→ **EXERCISE DETAILS**
Copy out every line holding the string "black" from the records below.

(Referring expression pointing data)
++++
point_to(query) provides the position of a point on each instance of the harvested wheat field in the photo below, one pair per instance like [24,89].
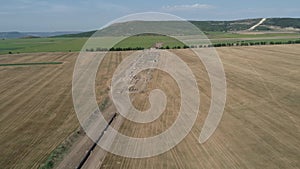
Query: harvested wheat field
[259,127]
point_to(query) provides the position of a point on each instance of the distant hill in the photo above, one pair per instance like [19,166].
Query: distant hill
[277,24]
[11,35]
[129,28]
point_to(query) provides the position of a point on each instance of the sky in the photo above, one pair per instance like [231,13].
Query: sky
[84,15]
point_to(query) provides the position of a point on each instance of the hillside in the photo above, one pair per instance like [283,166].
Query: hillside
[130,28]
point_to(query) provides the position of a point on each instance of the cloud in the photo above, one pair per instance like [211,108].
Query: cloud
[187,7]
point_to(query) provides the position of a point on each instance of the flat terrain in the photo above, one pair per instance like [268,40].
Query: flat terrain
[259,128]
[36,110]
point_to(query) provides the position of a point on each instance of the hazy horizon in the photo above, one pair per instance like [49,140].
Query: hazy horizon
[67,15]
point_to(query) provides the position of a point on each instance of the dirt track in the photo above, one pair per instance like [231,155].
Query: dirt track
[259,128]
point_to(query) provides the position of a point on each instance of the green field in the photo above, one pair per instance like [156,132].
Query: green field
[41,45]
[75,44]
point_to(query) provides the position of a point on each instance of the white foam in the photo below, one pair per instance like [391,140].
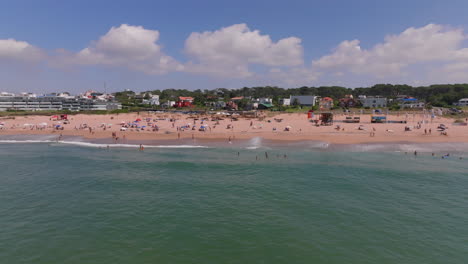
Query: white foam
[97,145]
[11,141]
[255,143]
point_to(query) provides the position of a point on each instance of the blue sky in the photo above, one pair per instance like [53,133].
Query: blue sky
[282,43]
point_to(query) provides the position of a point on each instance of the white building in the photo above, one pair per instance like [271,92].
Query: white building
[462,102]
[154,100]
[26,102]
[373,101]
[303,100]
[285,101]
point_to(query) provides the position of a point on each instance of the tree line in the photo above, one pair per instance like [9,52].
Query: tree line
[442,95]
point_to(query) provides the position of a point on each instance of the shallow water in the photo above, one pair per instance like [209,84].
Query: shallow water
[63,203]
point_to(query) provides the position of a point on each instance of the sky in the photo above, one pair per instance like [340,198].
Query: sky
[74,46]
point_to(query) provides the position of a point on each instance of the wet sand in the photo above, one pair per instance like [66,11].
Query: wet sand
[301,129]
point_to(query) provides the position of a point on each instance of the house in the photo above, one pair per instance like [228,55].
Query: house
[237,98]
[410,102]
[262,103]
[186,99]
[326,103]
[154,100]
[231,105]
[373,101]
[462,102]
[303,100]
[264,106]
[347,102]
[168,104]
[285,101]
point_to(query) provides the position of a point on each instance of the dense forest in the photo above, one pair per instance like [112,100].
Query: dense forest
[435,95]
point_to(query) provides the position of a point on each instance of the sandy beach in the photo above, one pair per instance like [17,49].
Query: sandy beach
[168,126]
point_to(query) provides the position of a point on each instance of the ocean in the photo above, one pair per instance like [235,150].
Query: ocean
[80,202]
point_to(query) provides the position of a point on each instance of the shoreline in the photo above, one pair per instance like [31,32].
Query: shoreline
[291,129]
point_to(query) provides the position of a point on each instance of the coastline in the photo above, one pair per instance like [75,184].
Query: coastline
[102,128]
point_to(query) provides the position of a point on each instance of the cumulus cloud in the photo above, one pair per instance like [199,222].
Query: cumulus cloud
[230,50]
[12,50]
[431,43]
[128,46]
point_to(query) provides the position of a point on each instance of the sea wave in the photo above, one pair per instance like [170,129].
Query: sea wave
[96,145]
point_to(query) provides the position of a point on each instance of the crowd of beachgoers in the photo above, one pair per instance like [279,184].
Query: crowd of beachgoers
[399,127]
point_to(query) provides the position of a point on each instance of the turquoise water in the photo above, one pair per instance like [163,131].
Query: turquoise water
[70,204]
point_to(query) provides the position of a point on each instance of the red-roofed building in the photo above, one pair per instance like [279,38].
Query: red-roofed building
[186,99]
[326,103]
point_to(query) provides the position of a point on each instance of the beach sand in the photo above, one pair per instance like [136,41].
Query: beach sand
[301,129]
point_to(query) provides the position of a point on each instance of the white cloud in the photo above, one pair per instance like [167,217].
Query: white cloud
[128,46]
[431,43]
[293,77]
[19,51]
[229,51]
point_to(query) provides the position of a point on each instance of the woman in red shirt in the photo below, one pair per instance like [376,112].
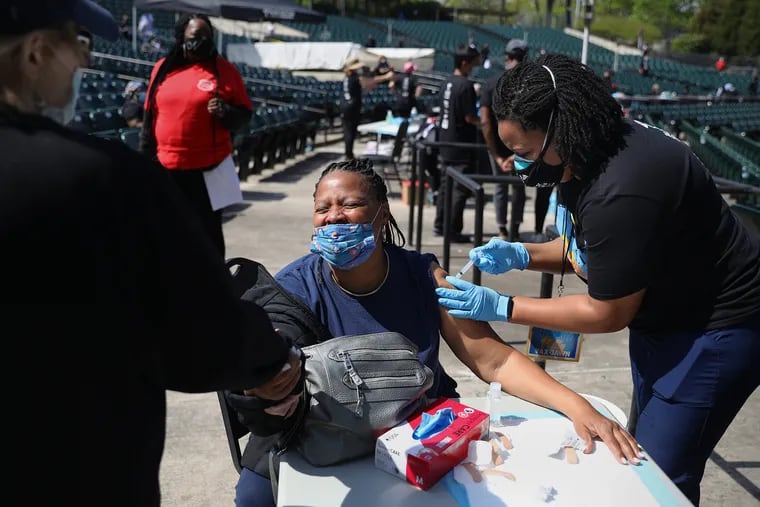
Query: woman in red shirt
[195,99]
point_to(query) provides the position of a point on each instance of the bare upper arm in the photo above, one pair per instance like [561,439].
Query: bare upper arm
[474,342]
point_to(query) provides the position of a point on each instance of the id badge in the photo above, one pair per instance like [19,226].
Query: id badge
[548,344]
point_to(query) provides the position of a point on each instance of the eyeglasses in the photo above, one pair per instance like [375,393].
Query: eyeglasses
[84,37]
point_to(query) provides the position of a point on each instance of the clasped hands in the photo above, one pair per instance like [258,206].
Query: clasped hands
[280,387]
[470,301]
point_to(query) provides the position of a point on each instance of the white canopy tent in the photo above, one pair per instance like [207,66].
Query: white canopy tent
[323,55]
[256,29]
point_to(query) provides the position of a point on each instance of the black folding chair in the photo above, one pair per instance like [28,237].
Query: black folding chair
++++
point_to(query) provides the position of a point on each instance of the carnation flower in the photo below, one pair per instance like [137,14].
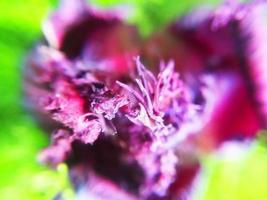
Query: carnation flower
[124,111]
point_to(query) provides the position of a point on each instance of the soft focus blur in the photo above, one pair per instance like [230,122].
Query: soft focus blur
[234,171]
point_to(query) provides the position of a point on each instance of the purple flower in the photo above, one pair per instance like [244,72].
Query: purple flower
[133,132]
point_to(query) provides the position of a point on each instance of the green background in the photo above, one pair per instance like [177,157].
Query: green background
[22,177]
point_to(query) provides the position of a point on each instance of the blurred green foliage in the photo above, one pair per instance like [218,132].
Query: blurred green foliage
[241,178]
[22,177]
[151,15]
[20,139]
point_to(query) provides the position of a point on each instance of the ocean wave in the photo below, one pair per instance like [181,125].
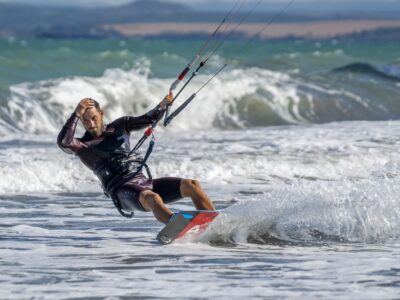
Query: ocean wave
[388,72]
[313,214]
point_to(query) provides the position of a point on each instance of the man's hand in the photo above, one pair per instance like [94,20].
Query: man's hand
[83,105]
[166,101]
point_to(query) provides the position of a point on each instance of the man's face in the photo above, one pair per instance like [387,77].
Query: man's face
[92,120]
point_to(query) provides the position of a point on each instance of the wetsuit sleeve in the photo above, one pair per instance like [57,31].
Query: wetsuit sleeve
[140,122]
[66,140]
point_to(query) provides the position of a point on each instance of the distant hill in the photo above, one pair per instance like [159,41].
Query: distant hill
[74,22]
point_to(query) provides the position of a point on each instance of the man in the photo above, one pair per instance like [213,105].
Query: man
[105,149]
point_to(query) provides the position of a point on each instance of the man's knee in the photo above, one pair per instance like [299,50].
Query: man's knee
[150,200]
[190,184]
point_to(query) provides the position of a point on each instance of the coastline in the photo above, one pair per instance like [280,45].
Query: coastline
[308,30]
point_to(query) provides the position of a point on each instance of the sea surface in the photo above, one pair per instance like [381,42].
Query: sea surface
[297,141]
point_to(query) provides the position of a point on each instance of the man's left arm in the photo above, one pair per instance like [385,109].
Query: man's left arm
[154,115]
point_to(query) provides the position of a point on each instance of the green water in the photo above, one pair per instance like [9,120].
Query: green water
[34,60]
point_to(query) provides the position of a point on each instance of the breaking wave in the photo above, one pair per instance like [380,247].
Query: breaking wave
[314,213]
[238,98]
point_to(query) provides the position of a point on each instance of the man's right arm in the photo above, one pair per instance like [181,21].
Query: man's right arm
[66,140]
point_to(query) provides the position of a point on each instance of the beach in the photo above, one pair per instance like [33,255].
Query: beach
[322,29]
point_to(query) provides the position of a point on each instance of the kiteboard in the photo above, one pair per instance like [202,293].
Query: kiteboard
++++
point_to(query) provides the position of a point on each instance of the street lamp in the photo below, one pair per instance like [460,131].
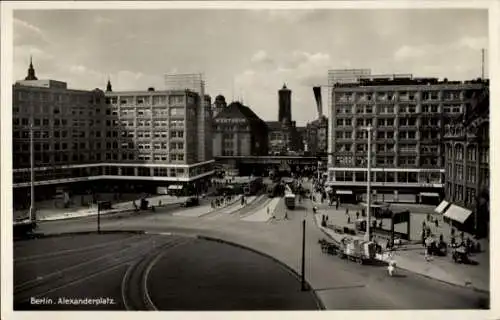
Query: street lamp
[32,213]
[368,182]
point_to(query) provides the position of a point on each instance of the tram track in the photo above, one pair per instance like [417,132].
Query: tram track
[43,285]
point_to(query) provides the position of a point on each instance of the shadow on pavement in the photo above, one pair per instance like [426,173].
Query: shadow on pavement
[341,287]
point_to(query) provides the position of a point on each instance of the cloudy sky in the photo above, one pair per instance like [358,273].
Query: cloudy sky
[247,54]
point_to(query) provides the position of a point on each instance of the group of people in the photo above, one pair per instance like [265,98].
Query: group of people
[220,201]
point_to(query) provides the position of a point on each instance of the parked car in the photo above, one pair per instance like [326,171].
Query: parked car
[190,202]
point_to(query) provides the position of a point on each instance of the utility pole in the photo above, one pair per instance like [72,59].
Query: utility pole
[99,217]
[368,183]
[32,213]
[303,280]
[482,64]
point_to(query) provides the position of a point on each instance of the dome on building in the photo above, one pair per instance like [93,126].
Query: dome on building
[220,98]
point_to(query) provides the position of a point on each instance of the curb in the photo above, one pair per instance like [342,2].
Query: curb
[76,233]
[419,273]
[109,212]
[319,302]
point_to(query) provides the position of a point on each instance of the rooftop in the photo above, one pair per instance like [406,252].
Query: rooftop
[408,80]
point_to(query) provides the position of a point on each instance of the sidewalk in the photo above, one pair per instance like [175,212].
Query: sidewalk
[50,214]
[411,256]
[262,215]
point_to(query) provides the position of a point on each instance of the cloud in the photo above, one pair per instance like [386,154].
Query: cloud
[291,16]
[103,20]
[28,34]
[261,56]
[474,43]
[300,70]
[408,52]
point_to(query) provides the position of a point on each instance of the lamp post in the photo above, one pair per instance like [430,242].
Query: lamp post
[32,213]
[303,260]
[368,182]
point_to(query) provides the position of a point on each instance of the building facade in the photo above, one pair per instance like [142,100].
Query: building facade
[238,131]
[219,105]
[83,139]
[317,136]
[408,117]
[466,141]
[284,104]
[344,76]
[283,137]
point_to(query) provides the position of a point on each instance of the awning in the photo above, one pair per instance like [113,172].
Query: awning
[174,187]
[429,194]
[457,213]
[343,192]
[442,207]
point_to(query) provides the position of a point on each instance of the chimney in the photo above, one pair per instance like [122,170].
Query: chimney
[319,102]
++++
→ **REPLY TO THE TASK**
point_to(query) provides the position of a point on each instance of the black folding chair in the photo above, one pair per instance like [28,237].
Query: black folding chair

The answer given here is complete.